What is needed >> A bare number is all that is needed: how many lines below contain the string "sneaker"?

Excerpts from a dataset:

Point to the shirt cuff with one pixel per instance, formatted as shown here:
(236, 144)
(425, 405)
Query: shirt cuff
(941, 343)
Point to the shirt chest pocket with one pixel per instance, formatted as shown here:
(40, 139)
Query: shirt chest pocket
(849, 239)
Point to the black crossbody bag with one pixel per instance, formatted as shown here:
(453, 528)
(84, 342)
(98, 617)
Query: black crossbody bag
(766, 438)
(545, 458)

---

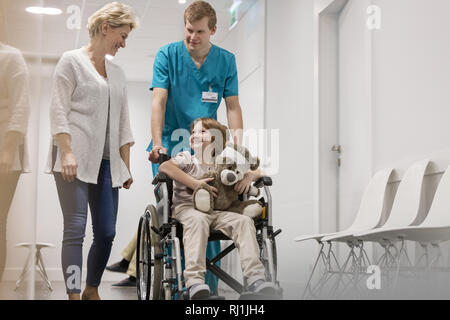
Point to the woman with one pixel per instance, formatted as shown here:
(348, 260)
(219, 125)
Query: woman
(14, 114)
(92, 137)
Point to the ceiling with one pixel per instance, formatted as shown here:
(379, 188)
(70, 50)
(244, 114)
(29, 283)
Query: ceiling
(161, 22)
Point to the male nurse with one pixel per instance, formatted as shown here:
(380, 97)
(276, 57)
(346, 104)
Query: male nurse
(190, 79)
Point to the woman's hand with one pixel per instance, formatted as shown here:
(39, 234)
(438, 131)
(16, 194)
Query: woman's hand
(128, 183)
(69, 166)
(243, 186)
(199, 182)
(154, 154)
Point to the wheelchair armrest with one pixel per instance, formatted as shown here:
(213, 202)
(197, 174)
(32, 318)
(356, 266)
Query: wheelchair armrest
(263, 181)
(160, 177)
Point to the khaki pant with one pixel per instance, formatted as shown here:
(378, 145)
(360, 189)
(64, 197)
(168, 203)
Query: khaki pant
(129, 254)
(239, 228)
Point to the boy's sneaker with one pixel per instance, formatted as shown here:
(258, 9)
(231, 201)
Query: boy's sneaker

==

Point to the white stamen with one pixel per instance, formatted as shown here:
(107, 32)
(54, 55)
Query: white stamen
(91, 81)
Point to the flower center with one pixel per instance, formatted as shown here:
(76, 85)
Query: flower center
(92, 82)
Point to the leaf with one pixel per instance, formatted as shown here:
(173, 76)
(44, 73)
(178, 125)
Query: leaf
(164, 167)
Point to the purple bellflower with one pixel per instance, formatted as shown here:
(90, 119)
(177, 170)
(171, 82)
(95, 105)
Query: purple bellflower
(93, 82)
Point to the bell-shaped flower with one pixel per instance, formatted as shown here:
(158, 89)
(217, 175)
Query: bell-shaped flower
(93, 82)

Result below >> 2